Point-based annotation data:
━━━━━━━━━━━━━━━━
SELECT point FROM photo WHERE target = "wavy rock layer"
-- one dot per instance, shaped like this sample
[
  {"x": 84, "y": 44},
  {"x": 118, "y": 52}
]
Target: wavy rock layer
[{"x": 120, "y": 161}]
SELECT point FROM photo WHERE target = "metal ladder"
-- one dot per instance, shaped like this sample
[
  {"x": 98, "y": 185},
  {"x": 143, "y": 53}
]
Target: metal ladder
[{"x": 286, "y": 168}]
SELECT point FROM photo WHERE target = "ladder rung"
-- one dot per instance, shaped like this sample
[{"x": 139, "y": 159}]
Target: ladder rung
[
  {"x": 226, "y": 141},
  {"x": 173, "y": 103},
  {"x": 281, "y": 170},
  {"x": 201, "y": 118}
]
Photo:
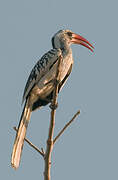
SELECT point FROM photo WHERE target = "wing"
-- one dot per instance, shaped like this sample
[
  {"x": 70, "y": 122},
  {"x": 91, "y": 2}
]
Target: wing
[{"x": 40, "y": 69}]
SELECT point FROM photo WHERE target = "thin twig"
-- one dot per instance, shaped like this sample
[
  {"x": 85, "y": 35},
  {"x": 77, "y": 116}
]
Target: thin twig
[
  {"x": 67, "y": 125},
  {"x": 32, "y": 145},
  {"x": 53, "y": 107}
]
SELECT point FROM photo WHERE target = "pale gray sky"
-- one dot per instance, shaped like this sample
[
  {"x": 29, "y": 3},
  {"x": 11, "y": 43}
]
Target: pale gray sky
[{"x": 89, "y": 148}]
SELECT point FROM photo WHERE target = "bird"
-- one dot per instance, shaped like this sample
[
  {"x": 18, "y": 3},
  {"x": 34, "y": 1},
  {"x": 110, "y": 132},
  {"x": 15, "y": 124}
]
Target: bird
[{"x": 39, "y": 88}]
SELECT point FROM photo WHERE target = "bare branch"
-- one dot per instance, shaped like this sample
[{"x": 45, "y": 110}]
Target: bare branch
[
  {"x": 53, "y": 107},
  {"x": 32, "y": 145},
  {"x": 67, "y": 125}
]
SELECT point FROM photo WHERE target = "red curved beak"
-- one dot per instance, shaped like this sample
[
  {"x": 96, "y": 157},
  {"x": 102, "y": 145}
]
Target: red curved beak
[{"x": 77, "y": 39}]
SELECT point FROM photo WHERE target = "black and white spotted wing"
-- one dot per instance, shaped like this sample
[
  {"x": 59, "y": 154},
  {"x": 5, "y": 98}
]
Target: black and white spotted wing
[{"x": 40, "y": 69}]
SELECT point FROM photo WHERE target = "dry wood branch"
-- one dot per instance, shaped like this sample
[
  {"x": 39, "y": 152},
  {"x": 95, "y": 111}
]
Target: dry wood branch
[
  {"x": 32, "y": 145},
  {"x": 67, "y": 125},
  {"x": 53, "y": 107}
]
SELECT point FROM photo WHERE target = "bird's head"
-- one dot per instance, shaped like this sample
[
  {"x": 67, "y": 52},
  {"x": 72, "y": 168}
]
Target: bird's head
[{"x": 64, "y": 38}]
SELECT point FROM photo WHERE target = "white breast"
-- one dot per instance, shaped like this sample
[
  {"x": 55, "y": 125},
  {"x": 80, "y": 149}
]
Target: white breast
[{"x": 43, "y": 88}]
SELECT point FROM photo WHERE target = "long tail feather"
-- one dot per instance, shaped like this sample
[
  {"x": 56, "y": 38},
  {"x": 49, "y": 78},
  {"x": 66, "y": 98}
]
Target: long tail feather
[{"x": 20, "y": 136}]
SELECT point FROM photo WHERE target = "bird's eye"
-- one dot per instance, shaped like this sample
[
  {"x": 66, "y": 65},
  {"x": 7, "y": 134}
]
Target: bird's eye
[{"x": 69, "y": 34}]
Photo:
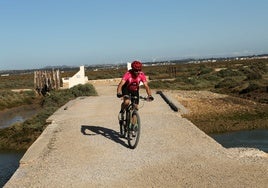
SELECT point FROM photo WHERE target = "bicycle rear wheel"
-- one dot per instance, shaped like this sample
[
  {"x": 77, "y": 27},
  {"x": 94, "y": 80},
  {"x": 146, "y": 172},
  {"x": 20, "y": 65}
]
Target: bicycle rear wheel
[{"x": 134, "y": 129}]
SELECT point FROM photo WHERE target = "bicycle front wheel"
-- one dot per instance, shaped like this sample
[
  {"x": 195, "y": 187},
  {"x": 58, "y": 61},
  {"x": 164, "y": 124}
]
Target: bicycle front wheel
[{"x": 134, "y": 130}]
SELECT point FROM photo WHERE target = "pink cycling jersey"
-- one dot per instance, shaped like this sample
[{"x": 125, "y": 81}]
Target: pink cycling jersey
[{"x": 133, "y": 82}]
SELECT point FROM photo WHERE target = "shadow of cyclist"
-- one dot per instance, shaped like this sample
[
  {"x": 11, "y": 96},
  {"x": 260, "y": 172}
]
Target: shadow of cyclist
[{"x": 107, "y": 133}]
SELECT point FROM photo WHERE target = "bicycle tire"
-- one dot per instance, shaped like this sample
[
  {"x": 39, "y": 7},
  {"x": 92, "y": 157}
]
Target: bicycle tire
[{"x": 134, "y": 140}]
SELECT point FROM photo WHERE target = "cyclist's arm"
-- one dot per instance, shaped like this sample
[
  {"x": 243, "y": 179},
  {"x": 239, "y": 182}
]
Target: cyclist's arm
[
  {"x": 120, "y": 85},
  {"x": 147, "y": 88}
]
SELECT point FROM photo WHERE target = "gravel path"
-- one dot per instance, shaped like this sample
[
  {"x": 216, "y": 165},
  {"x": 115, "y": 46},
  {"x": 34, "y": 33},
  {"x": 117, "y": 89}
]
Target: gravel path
[{"x": 81, "y": 148}]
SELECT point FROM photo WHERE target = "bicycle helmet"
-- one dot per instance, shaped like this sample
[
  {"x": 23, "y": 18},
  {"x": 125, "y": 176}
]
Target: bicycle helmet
[{"x": 136, "y": 65}]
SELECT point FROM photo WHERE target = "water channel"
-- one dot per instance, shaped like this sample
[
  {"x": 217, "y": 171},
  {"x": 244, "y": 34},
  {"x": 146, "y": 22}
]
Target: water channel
[{"x": 9, "y": 160}]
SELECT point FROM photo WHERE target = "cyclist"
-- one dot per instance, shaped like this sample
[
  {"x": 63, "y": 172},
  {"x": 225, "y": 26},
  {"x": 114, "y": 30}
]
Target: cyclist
[{"x": 130, "y": 83}]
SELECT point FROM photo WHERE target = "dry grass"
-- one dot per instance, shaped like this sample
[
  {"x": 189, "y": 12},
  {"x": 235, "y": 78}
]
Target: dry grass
[{"x": 221, "y": 113}]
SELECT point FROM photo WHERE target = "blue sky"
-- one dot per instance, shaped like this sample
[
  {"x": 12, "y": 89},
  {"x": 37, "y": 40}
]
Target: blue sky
[{"x": 36, "y": 33}]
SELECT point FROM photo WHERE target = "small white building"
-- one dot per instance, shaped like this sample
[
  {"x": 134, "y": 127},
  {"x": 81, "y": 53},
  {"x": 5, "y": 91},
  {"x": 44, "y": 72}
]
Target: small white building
[{"x": 78, "y": 78}]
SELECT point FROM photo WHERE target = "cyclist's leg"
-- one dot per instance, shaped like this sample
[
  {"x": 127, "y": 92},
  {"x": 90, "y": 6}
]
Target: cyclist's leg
[
  {"x": 136, "y": 102},
  {"x": 126, "y": 99}
]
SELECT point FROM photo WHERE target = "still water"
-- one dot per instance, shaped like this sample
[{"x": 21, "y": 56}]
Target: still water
[
  {"x": 16, "y": 115},
  {"x": 9, "y": 162},
  {"x": 253, "y": 139}
]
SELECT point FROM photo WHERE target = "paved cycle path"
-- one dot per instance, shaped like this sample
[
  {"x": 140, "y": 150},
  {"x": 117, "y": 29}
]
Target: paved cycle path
[{"x": 82, "y": 148}]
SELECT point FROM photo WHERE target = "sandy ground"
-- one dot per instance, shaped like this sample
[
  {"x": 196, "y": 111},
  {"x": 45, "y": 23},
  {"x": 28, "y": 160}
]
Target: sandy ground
[{"x": 81, "y": 148}]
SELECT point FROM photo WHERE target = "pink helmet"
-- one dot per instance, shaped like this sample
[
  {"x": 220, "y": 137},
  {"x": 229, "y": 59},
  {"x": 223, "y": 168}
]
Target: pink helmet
[{"x": 136, "y": 65}]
━━━━━━━━━━━━━━━━
> _GOAL OF THE EXERCISE_
Extract each line in the records that contains the string "branch".

> _EXERCISE SOLUTION_
SELECT point FROM photo WHERE target = "bare branch"
Target: bare branch
SELECT point FROM photo WHERE target = "dry wood branch"
Target: dry wood branch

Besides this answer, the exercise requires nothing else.